_YOUR INSTRUCTIONS_.
The entries are to be written out again with no differences.
[[ RECORDS FOR THE TASK, beginning ]]
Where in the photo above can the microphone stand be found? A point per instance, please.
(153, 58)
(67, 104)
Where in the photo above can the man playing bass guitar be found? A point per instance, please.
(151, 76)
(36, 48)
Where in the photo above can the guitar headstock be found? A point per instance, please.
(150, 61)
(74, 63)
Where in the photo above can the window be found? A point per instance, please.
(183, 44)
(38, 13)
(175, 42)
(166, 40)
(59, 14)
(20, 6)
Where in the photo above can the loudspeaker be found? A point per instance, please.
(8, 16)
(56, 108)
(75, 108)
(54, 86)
[[ RECORDS FOR THE TASK, end ]]
_OUTPUT_.
Where in the photo above can the microphone stand be found? A point per instance, please.
(153, 58)
(67, 104)
Where in the photo above can the man playing bass guitar be found? A point per instance, please.
(151, 76)
(36, 48)
Where in the photo above can the guitar headstock be found? A point per instance, please.
(150, 61)
(74, 63)
Where in the photo above can the window be found? A point per instance, please.
(183, 44)
(38, 13)
(175, 42)
(166, 40)
(59, 14)
(20, 6)
Where in the photo above can the loudspeaker be found? A point per instance, please.
(8, 16)
(56, 108)
(75, 108)
(54, 86)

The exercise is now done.